Required task: Rewrite the material below, swapping each "dot" for "marker" and leaving every other word unchanged. Omit the pictures from your answer.

___ Available data

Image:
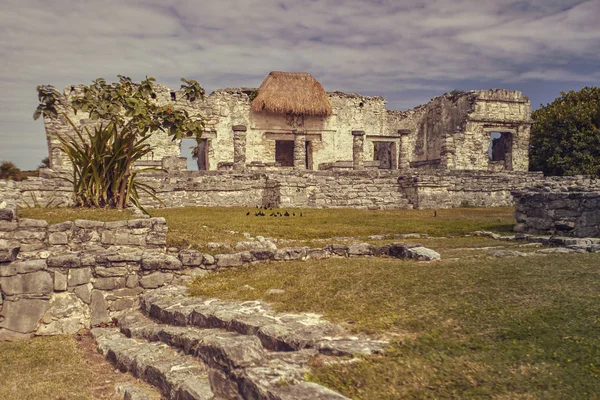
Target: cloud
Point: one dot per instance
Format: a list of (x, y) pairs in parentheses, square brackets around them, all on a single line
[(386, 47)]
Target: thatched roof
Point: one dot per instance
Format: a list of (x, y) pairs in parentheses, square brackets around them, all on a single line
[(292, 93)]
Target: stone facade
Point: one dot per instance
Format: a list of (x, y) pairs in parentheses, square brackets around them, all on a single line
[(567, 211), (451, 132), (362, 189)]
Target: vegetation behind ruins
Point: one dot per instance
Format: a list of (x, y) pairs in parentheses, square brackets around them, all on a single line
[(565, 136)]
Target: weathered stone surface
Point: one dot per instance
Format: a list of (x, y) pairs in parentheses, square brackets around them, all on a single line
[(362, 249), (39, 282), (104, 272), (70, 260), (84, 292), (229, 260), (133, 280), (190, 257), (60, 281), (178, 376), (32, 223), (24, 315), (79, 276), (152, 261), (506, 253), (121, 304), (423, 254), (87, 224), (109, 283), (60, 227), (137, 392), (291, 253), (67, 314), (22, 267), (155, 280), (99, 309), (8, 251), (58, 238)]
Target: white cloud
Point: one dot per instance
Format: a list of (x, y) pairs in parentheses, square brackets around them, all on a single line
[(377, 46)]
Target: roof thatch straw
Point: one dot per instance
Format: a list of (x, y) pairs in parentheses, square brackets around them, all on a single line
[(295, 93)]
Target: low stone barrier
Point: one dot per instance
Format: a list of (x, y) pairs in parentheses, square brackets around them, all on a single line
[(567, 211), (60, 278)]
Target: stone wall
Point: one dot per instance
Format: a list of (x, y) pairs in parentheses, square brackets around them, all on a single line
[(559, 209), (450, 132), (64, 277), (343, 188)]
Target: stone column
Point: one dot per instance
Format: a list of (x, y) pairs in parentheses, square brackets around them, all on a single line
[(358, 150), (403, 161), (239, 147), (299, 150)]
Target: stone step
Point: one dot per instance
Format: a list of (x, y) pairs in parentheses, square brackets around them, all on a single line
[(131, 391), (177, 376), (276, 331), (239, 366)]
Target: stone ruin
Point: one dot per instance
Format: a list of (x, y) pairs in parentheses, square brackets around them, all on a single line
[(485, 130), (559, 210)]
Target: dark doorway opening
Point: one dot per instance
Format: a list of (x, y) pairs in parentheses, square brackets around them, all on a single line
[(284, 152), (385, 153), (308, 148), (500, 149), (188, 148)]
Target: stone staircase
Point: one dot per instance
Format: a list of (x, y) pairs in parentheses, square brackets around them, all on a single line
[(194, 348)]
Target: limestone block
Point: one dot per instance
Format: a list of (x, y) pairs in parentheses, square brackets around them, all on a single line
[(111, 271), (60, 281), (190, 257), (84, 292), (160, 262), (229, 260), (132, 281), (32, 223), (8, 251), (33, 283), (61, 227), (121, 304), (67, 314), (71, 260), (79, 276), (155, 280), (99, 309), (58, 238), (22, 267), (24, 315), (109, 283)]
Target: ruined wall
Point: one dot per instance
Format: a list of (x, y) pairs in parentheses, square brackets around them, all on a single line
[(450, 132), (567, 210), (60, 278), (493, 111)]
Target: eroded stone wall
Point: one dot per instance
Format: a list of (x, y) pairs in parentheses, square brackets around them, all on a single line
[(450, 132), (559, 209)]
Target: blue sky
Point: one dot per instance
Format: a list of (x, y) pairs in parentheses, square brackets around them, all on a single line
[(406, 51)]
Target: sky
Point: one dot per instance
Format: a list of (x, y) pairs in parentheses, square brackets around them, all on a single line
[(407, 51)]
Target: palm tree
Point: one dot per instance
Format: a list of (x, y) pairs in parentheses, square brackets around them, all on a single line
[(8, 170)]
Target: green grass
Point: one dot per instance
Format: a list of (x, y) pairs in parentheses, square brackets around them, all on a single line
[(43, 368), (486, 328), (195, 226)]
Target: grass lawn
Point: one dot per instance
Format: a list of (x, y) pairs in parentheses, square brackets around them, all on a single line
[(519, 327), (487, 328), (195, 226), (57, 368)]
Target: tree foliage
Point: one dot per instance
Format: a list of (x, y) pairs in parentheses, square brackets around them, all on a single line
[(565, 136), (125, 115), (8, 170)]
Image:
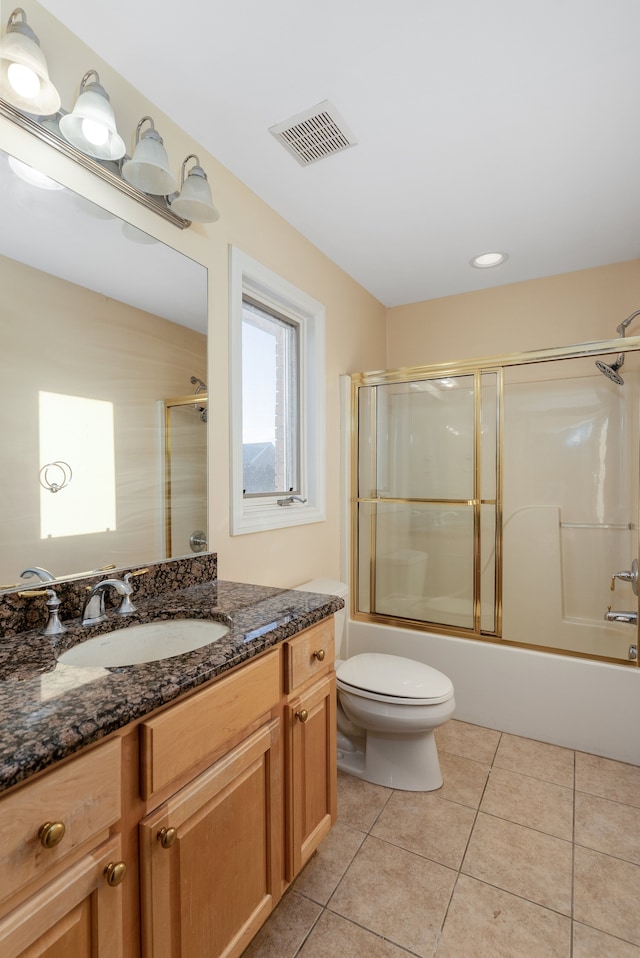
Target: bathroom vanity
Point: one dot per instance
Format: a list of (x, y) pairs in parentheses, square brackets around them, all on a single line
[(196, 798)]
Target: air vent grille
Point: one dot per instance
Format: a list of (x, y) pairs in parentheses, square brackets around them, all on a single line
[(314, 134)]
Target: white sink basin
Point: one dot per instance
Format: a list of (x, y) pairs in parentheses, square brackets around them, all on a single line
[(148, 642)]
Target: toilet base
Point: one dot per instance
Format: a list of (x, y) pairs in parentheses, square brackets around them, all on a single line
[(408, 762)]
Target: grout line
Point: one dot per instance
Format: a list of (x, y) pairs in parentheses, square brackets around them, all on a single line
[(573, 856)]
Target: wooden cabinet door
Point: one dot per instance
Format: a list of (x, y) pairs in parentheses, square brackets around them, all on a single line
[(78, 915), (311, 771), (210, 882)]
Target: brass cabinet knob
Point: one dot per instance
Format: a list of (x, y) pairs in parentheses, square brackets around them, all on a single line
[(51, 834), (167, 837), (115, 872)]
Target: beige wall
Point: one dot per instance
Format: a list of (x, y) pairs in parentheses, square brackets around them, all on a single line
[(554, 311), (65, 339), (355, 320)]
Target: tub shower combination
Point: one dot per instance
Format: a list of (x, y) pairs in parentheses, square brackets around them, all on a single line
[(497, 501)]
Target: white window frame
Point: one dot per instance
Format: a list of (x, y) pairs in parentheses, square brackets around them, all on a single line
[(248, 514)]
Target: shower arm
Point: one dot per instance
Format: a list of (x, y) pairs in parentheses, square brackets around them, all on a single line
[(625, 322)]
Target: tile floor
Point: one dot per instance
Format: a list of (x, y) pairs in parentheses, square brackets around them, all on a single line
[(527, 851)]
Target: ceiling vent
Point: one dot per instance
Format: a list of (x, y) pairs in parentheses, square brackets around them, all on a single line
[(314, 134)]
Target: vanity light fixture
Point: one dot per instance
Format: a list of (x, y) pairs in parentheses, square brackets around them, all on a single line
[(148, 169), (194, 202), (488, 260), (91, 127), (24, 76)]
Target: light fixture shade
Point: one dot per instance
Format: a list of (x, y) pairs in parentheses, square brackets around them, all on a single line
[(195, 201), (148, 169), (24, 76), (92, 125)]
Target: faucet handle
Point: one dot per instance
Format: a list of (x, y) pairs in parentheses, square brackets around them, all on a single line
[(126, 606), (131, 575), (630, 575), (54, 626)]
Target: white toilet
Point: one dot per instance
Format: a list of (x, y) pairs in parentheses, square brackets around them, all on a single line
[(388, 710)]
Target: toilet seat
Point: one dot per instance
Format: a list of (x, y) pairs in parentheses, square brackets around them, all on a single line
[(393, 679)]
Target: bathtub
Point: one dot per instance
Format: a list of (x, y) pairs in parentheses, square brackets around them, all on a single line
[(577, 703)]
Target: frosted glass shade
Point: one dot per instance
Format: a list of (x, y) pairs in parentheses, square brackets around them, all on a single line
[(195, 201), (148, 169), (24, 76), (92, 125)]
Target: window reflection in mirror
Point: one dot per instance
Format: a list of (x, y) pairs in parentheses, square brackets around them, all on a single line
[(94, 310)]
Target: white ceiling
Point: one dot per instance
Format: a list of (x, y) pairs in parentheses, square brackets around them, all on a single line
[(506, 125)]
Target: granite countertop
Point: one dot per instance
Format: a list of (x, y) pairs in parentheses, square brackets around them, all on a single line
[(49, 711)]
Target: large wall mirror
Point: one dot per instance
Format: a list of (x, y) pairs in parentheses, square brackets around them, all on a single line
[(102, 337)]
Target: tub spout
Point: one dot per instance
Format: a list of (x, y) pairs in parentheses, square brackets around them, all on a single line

______

Correct answer:
Image:
Target: cloud
Point: one marker per instance
Format: a list of (x, y) pairs in parentheses, square brackets around them, all on a single line
[(386, 47)]
Target: thatched roof
Point: one marker per instance
Format: a list of (x, y) pairs in parentheses, square brackets around them, all on a single line
[(292, 93)]
Target: stone facade
Point: one marker per instance
Format: a list of (x, y) pairs in parentheses, square brackets around them, all on a single line
[(567, 211), (451, 132), (362, 189)]
Target: vegetation behind ruins
Point: one marker per instance
Format: a list of (x, y) pairs in parentheses, square brackets around them, all on a single line
[(565, 136)]
Target: weathered stone surface
Point: one marker per instance
Format: a list of (x, y) pairs in parentheses, square brackets around them, all on a single line
[(362, 249), (39, 282), (104, 272), (70, 260), (84, 292), (229, 260), (133, 280), (190, 257), (60, 281), (178, 376), (32, 223), (24, 315), (79, 276), (152, 261), (506, 253), (121, 304), (423, 254), (87, 224), (109, 283), (60, 227), (137, 392), (291, 253), (67, 314), (22, 267), (155, 280), (99, 309), (8, 251), (58, 238)]
Target: white cloud
Point: one marker per instance
Format: a list of (x, y) pairs in parentheses, square brackets around them, all on a single line
[(377, 46)]
Target: roof thatch straw
Point: one marker per instance
Format: a list of (x, y) pairs in parentheses, square brackets around them, all on a single line
[(295, 93)]
Target: low stone barrier
Point: one marker per instance
Format: a list of (x, y) pairs in parentheses, square brackets around them, all on a single line
[(567, 211), (60, 278)]
Target: stone wall
Point: one marker per instance
Format: a list of (x, y) pairs in parentheses, square brackets around them, all on a single line
[(559, 209), (450, 132), (64, 277), (343, 188)]
Target: stone column
Point: one marker per instance
Format: a list of (x, y) pairs in parentheses, square brackets around them, all on a single line
[(358, 150), (403, 161), (239, 147), (299, 150)]
Target: stone step
Point: one marker per instance
Format: a list of (x, y) pairs in parentheses, square brackets around them, all on a single line
[(131, 391), (177, 376), (276, 331), (239, 366)]
Target: stone ruin
Point: one marker per instance
Format: a list of (x, y) pairs in parentheses, square brackets around them, all on a single line
[(485, 130), (559, 210)]
Target: dark doorway opening
Point: one marker per instance
Format: a list of (x, y) pairs in parentheses, square brackets around them, all on a single line
[(284, 152), (385, 153), (308, 148), (500, 149), (188, 148)]
Target: stone staircase
Point: one marker per instance
Format: a list of (x, y) pairs in parentheses, square brackets around them, all on a single line
[(194, 348)]
Target: limestone block
Point: one marker per instance
Format: a list of (x, y) pairs in parentheses, square brackets around them, all on a single line
[(111, 271), (60, 281), (190, 257), (84, 292), (160, 262), (229, 260), (132, 281), (32, 223), (8, 251), (33, 283), (61, 227), (121, 304), (67, 314), (71, 260), (79, 276), (155, 280), (99, 309), (58, 238), (22, 267), (24, 315), (109, 283)]
Target: ruined wall
Point: one marker per instance
Format: a list of (x, y) pairs in parentheses, square brackets around them, all on a single line
[(450, 132), (567, 210), (60, 278), (493, 111)]
Target: eroded stone wall
Point: one marker per instance
Format: a list of (x, y) pairs in parentheses, square brackets around them, all on a single line
[(450, 132), (559, 209)]
Target: blue sky
Point: one marker per instance
Format: a list of (x, y) pairs in parentheses, square brackets around them, all on a single line
[(406, 51)]
Target: sky
Point: one marker per instance
Format: a list of (x, y) pairs in parentheses, square brackets around them, all on a single line
[(407, 51)]
Target: palm tree
Point: one marker per instance
Format: a list of (x, y) pairs in parentheses, square brackets around them, all on a single line
[(8, 170)]
Target: green grass
Point: one marker per instance
Format: a list of (x, y) pairs in parentheses, square brackets around them, all on a single line
[(43, 368), (486, 328), (195, 226)]
Target: grass lawn
Point: one marker per instance
Format: a list of (x, y) pairs in parentheses, square brackets around them, all on a single line
[(519, 327), (487, 328), (195, 226), (57, 368)]
Target: tree foliage
Point: one marker per instance
Format: a list of (x, y) pairs in parentheses, square brackets around them, all on a single line
[(565, 136), (125, 115), (8, 170)]
Image:
Target: bathroom vanity
Point: one marker per instance
Format: a list of (x, y) pairs in parentheses, square brackets around them, all on a single line
[(196, 798)]
Target: air vent grille
Point: one marker per instance
Format: a list of (x, y) pairs in parentheses, square brackets around them, all on a single line
[(314, 134)]
Target: white sink basin
Point: one marker per instance
Format: a list of (x, y) pairs in parentheses, square brackets around them, all on a single line
[(148, 642)]
Target: toilet base
Point: one marker per instance
Format: a list of (x, y) pairs in parentheses, square brackets around them, all on a single line
[(408, 762)]
Target: grout line
Point: one marker per instance
Format: a list of (x, y) pairs in parentheses, square brackets around them, all on a single line
[(573, 856)]
Target: wooden cabinet door
Point: one marker per instance
Format: a list of (x, y) pairs in parentheses, square brackets around them, all on a single line
[(78, 915), (311, 771), (210, 882)]
Target: brass cabinet knob
Point: one marker per instance
Format: a list of (x, y) pairs in parentheses, square brackets around them, all on a single line
[(51, 834), (167, 837), (115, 872)]
Target: beige wall
Point: one marker per instance
Format: a list of (x, y) pairs in parentheses, square brackets around them, all on a single line
[(554, 311), (65, 339), (355, 320)]
Target: tub shower combination
Point: one marker per instance
Format: a list of (x, y) pairs in parentheses, square brackets around them, all on a single line
[(497, 501)]
Target: white window frame
Point: one marker per instance
Format: a list of (x, y) pairs in parentheses, square brackets around them, all on a single line
[(248, 514)]
Target: shower arm
Point: one marker per instance
Format: a list of (x, y) pairs in parentheses, square brackets around them, all on a single line
[(625, 322)]
Target: tile floor
Point: one marker per instance
Format: a list of (x, y) pairs in parentheses, square brackets around them, all on a single line
[(527, 851)]
Target: ceiling vent
Point: one marker per instance
Format: a list of (x, y) pairs in parentheses, square brackets around them, all on a single line
[(314, 134)]
Target: vanity light fixture
Point: one marker per instance
Format: a list of (x, y) pairs in parentheses, square brackets around them, all on a single line
[(148, 169), (194, 202), (488, 260), (91, 127), (24, 76)]
Target: light fixture shade
Point: one marker per instance
Format: a list of (x, y) pairs in parentheses, square brackets around them, all on a single line
[(195, 201), (148, 169), (24, 76), (92, 125)]
Target: faucet handle
Point: one marker per instance
Format: a list of (x, y) pairs in parentheses, square brackets around them, all on a single line
[(126, 606), (131, 575), (630, 575), (54, 626)]
Target: white toilet
Point: one marker per instance
Format: a list of (x, y) pairs in parentheses, square brackets around them, all on a single line
[(388, 710)]
Target: toilet seat
Point: one marker per instance
Format: a list of (x, y) pairs in parentheses, square brackets around them, all on a single line
[(393, 679)]
Target: bathtub
Point: one marker per instance
Format: a list of (x, y) pairs in parentheses, square brackets around them, all on a single line
[(577, 703)]
Target: frosted glass shade
Point: one marker per instance
Format: a list of (x, y) pairs in parentheses, square brackets around them, all on a single line
[(195, 201), (148, 169), (24, 76), (92, 125)]
Target: window reflection in mirror
Point: one marker per instance
Format: a list of (x, y) pairs in parentheses, square brackets around them, all on a single line
[(94, 310)]
Target: white ceiling
Point: one marker per instance
Format: a list of (x, y) pairs in parentheses, square brackets around them, all on a single line
[(506, 125)]
Target: granite countertop
Point: one marker per instance
Format: a list of (x, y) pairs in parentheses, square brackets around them, all on a single line
[(49, 711)]
Target: large wall mirror
Point: one marker per instance
Format: a list of (x, y) pairs in parentheses, square brackets around them, all on a single line
[(102, 337)]
Target: tub spout
Point: one marker per instance
Format: a list of (x, y) pairs in parentheses, square brackets around them, all on a single line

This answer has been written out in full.